### What to produce
Look through the data below for the line with "Query: ornate gold birdcage" and the line with "# test: point to the stone", then output those two and all lines in between, exactly as written.

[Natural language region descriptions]
=======

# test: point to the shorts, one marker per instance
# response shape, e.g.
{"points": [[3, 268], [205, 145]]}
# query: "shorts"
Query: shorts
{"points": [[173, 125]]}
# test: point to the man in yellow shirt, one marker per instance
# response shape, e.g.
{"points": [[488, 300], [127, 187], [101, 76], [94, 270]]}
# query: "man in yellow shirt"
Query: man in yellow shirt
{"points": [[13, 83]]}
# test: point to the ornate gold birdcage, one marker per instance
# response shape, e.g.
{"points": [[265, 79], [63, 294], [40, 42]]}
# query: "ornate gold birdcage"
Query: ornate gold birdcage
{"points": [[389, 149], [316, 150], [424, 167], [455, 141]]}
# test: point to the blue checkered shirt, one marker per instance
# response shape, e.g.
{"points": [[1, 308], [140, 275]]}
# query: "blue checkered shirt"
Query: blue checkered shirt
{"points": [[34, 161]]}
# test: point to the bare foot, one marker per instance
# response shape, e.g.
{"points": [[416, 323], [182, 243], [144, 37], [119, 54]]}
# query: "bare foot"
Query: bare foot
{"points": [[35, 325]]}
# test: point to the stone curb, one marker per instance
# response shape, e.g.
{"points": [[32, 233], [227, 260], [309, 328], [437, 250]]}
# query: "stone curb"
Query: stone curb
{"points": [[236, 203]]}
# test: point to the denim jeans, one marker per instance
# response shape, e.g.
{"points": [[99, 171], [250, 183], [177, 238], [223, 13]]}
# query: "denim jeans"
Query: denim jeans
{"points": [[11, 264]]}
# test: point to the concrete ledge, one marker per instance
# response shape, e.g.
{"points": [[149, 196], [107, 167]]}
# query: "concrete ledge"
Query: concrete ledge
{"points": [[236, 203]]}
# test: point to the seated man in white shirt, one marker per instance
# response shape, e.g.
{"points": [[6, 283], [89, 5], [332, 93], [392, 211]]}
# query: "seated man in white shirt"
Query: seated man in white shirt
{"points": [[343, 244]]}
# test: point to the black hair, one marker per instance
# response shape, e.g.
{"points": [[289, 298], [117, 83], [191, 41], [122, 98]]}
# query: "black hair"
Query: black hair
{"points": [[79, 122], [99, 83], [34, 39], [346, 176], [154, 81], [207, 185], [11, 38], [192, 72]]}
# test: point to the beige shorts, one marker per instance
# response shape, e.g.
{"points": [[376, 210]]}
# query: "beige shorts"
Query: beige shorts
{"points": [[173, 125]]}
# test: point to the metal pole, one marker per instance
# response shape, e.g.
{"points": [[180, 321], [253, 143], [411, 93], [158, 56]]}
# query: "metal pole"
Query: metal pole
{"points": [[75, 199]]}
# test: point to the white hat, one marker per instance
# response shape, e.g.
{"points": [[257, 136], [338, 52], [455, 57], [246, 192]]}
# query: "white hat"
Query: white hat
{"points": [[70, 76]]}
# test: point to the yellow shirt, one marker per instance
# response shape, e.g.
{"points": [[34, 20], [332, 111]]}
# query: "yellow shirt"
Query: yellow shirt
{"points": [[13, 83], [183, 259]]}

=======

### Problem solution
Query: ornate gold birdcage
{"points": [[389, 149], [316, 150], [424, 167], [455, 141]]}
# test: point to the blue checkered shirt, one marker per instance
# response shape, e.g.
{"points": [[1, 308], [140, 275]]}
# query: "blue checkered shirt"
Query: blue checkered shirt
{"points": [[34, 161]]}
# test: point to the bare foot, one marker per instance
# response shape, e.g.
{"points": [[416, 323], [182, 243], [144, 37], [119, 54]]}
# query: "bare foot"
Query: bare foot
{"points": [[35, 325]]}
# test: point to the stone curb, one marker per instance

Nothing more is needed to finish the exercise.